EXERCISE DESCRIPTION:
Repeat all the records, precisely as given.

TASK INPUT:

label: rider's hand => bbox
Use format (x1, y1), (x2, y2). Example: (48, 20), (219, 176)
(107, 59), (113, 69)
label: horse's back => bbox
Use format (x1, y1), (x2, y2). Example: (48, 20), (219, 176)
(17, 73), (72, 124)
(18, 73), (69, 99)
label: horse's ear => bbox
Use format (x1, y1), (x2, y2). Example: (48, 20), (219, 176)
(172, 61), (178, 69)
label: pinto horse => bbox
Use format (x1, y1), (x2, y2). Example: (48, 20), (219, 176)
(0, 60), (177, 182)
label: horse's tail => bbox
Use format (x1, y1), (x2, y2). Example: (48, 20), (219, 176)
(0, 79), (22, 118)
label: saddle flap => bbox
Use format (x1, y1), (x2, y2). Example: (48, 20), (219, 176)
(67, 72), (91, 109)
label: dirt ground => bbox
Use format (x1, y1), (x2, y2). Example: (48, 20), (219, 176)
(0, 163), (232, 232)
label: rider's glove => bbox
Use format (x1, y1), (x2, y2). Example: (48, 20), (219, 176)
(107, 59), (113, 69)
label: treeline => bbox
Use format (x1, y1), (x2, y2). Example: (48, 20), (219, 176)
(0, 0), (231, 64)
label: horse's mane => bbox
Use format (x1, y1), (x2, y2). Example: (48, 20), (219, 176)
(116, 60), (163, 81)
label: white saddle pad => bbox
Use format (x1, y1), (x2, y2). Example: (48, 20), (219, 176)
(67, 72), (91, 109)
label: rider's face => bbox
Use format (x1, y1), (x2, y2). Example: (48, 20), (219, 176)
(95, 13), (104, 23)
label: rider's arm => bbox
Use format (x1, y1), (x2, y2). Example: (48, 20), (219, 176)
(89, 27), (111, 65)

RESULT OF THE TASK:
label: rider's hand => bbox
Use format (x1, y1), (x2, y2). Example: (48, 20), (219, 176)
(107, 59), (113, 69)
label: horse's back => bbox
Use format (x1, y1), (x2, y2). Example: (48, 20), (219, 176)
(17, 73), (72, 124)
(18, 73), (69, 99)
label: horse's ear => bbox
Use format (x1, y1), (x2, y2). Example: (48, 20), (219, 176)
(172, 61), (178, 69)
label: pinto horse => bbox
Use format (x1, y1), (x2, y2). Example: (48, 20), (219, 176)
(0, 60), (177, 182)
label: horse's tail => bbox
Use format (x1, y1), (x2, y2). Example: (48, 20), (219, 176)
(0, 79), (22, 118)
label: saddle flap => bbox
Use format (x1, y1), (x2, y2). Example: (48, 20), (219, 176)
(67, 72), (91, 109)
label: dirt ground => bbox
Use format (x1, y1), (x2, y2). Example: (48, 20), (219, 176)
(0, 163), (232, 232)
label: rider's glove => bbox
Use format (x1, y1), (x2, y2). Example: (48, 20), (219, 176)
(107, 59), (113, 69)
label: treeline => bbox
Use format (x1, y1), (x2, y2). Example: (48, 20), (219, 176)
(0, 0), (231, 64)
label: horse's mane => bbox
Use format (x1, y1), (x2, y2). Example: (48, 20), (219, 176)
(116, 60), (163, 81)
label: white saddle pad => bbox
Use format (x1, y1), (x2, y2). Example: (48, 20), (219, 176)
(67, 72), (91, 109)
label: rider's face => bbox
Use format (x1, y1), (x2, y2). Example: (48, 20), (219, 176)
(95, 13), (104, 23)
label: rider's arm => bbox
Use format (x1, y1), (x2, y2). Example: (48, 20), (219, 176)
(89, 27), (111, 65)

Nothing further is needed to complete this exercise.